++++ Data excerpts ++++

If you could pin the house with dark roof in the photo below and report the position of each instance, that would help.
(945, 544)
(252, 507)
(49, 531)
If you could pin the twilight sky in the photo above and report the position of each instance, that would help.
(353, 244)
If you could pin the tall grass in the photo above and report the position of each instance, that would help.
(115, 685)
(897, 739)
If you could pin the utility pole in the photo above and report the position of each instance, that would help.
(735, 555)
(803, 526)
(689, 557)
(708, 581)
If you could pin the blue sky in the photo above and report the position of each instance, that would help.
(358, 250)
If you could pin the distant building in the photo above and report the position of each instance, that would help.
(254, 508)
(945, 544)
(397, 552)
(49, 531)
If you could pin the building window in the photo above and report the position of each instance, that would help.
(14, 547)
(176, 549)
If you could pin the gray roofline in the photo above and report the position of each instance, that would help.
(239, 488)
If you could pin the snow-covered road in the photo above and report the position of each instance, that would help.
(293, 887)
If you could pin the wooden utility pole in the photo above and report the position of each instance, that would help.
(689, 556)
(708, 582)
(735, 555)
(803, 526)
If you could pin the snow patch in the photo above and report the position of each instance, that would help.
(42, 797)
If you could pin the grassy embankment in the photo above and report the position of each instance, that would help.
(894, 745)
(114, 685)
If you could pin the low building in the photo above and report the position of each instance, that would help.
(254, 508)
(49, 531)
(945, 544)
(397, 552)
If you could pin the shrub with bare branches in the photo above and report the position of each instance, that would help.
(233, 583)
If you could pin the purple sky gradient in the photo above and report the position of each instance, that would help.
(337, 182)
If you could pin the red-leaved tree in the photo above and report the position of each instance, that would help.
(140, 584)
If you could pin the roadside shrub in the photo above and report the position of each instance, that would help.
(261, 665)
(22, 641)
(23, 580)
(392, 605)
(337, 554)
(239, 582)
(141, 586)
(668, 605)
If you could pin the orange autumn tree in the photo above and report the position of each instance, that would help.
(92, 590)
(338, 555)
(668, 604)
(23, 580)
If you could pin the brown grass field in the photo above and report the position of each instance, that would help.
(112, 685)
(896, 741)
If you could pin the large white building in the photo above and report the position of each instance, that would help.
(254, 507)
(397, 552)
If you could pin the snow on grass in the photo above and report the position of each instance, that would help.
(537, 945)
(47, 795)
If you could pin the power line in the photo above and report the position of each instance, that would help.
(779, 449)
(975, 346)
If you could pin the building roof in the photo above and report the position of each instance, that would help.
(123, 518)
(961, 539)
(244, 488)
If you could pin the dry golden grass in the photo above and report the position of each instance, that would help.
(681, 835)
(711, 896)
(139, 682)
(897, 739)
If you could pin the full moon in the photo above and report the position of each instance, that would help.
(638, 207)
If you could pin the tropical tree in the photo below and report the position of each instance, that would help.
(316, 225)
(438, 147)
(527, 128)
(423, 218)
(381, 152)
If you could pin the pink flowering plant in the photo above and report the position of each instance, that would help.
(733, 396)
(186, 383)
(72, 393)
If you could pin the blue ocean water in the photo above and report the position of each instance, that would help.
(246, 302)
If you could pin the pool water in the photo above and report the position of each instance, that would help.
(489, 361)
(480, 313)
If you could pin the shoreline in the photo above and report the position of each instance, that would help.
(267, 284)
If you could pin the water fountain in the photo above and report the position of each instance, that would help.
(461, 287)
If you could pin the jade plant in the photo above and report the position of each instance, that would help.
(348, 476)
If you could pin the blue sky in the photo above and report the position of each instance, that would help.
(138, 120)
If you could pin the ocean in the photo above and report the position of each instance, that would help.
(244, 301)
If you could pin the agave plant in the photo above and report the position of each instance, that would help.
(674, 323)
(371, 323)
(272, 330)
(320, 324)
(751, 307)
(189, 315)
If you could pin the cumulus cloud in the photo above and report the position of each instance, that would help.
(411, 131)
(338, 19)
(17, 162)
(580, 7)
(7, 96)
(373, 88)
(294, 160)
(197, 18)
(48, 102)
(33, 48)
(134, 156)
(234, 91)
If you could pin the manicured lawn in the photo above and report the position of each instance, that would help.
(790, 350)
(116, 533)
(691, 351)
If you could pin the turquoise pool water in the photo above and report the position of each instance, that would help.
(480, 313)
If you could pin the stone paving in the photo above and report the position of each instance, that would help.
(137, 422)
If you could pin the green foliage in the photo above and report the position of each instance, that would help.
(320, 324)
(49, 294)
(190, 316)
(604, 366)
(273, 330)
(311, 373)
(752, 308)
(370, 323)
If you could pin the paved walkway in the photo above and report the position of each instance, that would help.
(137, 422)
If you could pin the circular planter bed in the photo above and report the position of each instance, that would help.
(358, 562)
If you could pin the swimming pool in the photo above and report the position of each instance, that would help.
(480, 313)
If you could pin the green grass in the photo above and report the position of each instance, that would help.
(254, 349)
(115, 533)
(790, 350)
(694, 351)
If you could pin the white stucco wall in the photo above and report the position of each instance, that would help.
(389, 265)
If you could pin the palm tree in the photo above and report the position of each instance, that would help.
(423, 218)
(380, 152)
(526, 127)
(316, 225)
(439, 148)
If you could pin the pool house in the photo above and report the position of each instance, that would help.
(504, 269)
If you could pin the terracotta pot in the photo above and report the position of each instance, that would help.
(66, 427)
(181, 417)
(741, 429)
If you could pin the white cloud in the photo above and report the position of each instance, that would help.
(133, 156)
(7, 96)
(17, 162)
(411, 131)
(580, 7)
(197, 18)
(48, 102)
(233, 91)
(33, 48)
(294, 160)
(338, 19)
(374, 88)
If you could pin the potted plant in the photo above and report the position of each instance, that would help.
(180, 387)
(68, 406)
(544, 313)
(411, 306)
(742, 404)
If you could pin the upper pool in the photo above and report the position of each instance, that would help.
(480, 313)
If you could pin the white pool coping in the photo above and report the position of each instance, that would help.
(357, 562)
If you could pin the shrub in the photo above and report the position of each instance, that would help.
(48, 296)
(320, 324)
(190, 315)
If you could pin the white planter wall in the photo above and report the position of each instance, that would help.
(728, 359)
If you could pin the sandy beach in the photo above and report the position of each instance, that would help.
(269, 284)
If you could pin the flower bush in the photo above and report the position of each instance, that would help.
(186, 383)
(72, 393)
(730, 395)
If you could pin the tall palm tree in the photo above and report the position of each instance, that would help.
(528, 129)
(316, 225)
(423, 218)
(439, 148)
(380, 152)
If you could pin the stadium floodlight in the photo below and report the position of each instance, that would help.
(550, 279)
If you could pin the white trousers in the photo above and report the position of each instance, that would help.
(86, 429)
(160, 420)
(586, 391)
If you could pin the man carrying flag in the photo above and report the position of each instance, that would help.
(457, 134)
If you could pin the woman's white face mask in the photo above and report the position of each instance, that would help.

++++

Aim:
Return every line exactly.

Finished exercise:
If you could pin the house with dark roof in the photo below and report the position of each instance, that would help.
(945, 544)
(252, 507)
(49, 531)
If you could pin the twilight sky in the photo above and report the position of each instance, that would help.
(353, 244)
If you could pin the tall grass in the photo above and report the position of each instance, that would help.
(115, 685)
(897, 739)
If you could pin the utility pole in the photo above and report the position of each instance, that would help.
(735, 555)
(803, 526)
(689, 557)
(708, 581)
If you could pin the blue sky in the photo above and report the position of each instance, that would help.
(358, 250)
If you could pin the distant building in the photo above and report the position of each instance, that would help.
(254, 508)
(945, 544)
(397, 552)
(49, 531)
If you could pin the building window in the photo above and report the position of each instance, that would help.
(14, 547)
(176, 549)
If you could pin the gray roofline in the photo above and report the position of each instance, that would help.
(239, 488)
If you could pin the snow-covered road in the photo above and report the position of each instance, that would help.
(293, 887)
If you could pin the wooden utility pole in the photo above and report the position of each instance, that would help.
(689, 556)
(708, 582)
(735, 555)
(803, 526)
If you could pin the snow patch in the photo above and report the position of each instance, that would help.
(42, 797)
If you could pin the grassy embankment in the photo above and report the position of each instance, that would help.
(894, 745)
(114, 685)
If you could pin the low building in the photo above and report the position of each instance, that would help.
(254, 508)
(49, 531)
(945, 544)
(397, 552)
If you could pin the shrub with bare branches in the photo above and report the position of each instance, that would help.
(233, 583)
If you could pin the purple sky gradient in the photo above and report the position of each instance, that would help.
(337, 182)
If you could pin the red-leaved tree in the photo above and report the position of each instance, that would help.
(140, 584)
If you could pin the roadside shrub in the photo above and report the position of each instance, that would help.
(261, 665)
(22, 641)
(23, 580)
(392, 605)
(337, 554)
(239, 582)
(141, 586)
(668, 605)
If you could pin the orange autumn tree in the photo above and report the position of each instance, that would help.
(92, 590)
(338, 555)
(668, 604)
(23, 580)
If you could pin the brown grass field in the photo above and report the position of each instance, that would help.
(112, 685)
(896, 741)
If you could pin the large white building in the photo above and report the position of each instance, that would help.
(254, 507)
(397, 552)
If you could pin the snow on grass in the photo above and report the position of each instance, that would help.
(537, 945)
(47, 795)
If you could pin the power line in the photo above and report the position of each instance, that would help.
(779, 449)
(975, 346)
If you could pin the building roof in the photo above and report the position of each instance, that would help.
(123, 518)
(961, 539)
(244, 488)
If you could pin the dry golden grass in the photo above and report the position of each instance, that would help.
(681, 835)
(711, 896)
(139, 682)
(897, 739)
If you could pin the full moon in the photo above and report the position of each instance, that would help.
(638, 207)
If you could pin the tropical tree in the photo below and report the position of each instance, that would help.
(316, 225)
(438, 147)
(527, 128)
(423, 218)
(381, 152)
If you could pin the pink flowering plant in the photo above and report the position of each instance, that would help.
(733, 396)
(186, 383)
(72, 393)
If you could pin the blue ocean water in the photo above and report the position of each instance, that would help.
(246, 302)
If you could pin the pool water in the photo above and report the position of each instance, that would help.
(489, 361)
(480, 313)
If you could pin the shoreline in the photo above and report the position of each instance, that would help.
(267, 284)
If you could pin the water fountain in the photo above and report the position of each instance, that would help.
(461, 287)
If you could pin the jade plant in the photo above and report the position of each instance, that would help.
(348, 476)
If you could pin the blue sky in the photo above and report the position of each instance, that would help.
(138, 120)
If you could pin the ocean in the photo above and report the position of each instance, that would help.
(244, 301)
If you could pin the agave plant in the photo above and report the position of each instance, that would help.
(674, 323)
(371, 323)
(272, 330)
(320, 324)
(751, 307)
(189, 315)
If you could pin the cumulus cloud in the photo above and report the position of each instance, that would help.
(411, 131)
(338, 19)
(17, 162)
(580, 7)
(7, 96)
(373, 88)
(294, 160)
(197, 18)
(48, 102)
(33, 48)
(134, 156)
(234, 91)
If you could pin the manicured lawn in the photo above and report the position of each instance, that would help.
(790, 350)
(116, 533)
(691, 351)
If you could pin the turquoise pool water in the photo above and report the position of each instance, that would help.
(480, 313)
If you could pin the stone paving in the photo above and report the position of each instance, that would help.
(137, 422)
If you could pin the green foliage in the photo above and report the position of each instance, that would help.
(320, 324)
(49, 294)
(190, 316)
(604, 366)
(273, 330)
(311, 373)
(752, 308)
(370, 323)
If you could pin the paved walkway in the photo above and report the position of each instance, that would help.
(137, 422)
If you could pin the circular planter bed in the photo above and report the position of each instance, that would help.
(358, 562)
If you could pin the swimming pool in the photo above and report the position of each instance, that would help.
(480, 313)
If you could pin the green grass in the photo above and report the position of each instance, that would help.
(254, 349)
(115, 533)
(790, 350)
(694, 351)
If you could pin the white stucco wall in the photo above and report the position of each instance, that would help.
(389, 265)
If you could pin the palm tree in the photo above and report the position of each instance, that would help.
(423, 218)
(380, 152)
(526, 127)
(316, 225)
(439, 148)
If you could pin the pool house in the photo above and report the position of each instance, that would help.
(504, 269)
If you could pin the terracotta pot in the photo above and report the position of each instance, that would help.
(66, 427)
(181, 417)
(741, 429)
If you could pin the white cloud in the photo above and report the position of each instance, that would help.
(133, 156)
(7, 96)
(17, 162)
(411, 131)
(580, 7)
(197, 18)
(48, 102)
(233, 91)
(33, 48)
(294, 160)
(338, 19)
(374, 88)
If you could pin the potted plant in the photo above and report the position of each instance, that would help.
(180, 387)
(68, 406)
(544, 313)
(411, 306)
(742, 404)
If you could pin the upper pool in the photo above and report the position of each instance, that would help.
(480, 313)
If you could pin the white pool coping in the photo above and report the position of each instance, that would help.
(357, 562)
If you could pin the shrub in the photo above and report the position of each instance, that would help.
(48, 296)
(320, 324)
(190, 315)
If you could pin the white planter wall in the photo above and report the position of each instance, that would help.
(728, 359)
If you could pin the sandy beach in the photo above and report the position of each instance, that would help.
(269, 284)
If you could pin the flower bush in the photo above and report the position of each instance, that would help.
(186, 383)
(72, 393)
(730, 395)
If you could pin the tall palm tree in the photo above and report the position of each instance, that would help.
(528, 129)
(316, 225)
(423, 218)
(439, 148)
(380, 152)
If you could pin the stadium floodlight in the photo below and report the position of each instance, that would help.
(550, 279)
If you could pin the white trousers in the photo above and report the position of each instance, that would help.
(86, 429)
(160, 420)
(586, 391)
If you could pin the man carrying flag in the photo above and report the position of each instance, that would help.
(457, 134)
If you could pin the woman's white face mask in the photo above and report the position of each instance, that would help.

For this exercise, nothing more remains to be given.